▸ **WHAT YOU NEED TO DO**:
Each line starting at the one that contains "Can you see the weathered" and ending at the one that contains "Can you see the orange" must be returned exactly, and the rest of the listing is left out.

▸ **RECORDS SUPPLIED**:
# # # #

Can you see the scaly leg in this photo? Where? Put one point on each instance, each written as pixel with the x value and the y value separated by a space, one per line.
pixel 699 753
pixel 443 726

# # # #

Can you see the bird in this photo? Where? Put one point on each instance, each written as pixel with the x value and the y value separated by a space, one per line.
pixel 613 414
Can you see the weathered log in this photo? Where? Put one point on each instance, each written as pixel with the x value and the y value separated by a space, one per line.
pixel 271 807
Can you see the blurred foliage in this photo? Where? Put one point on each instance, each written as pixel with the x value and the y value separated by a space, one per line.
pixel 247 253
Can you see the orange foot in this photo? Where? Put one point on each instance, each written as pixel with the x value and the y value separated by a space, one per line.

# # # #

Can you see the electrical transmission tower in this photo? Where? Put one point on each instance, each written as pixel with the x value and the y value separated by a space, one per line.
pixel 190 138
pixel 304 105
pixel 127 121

# # # #

▸ **ANSWER SPACE**:
Can you see the weathered log in this photo? Where? Put one point on each instance, each written as pixel with the x value and the y value separated by a space, one per line.
pixel 271 807
Can you see the blurred foliage in this photo? Where? Put one point on each instance, each written as pixel with the x value and the y value separated by a space, one per line.
pixel 247 253
Can you see the orange foot in this photo? Where? Put one point on each instance, each written as pixel with the x value and the y value separated by a space, one per line.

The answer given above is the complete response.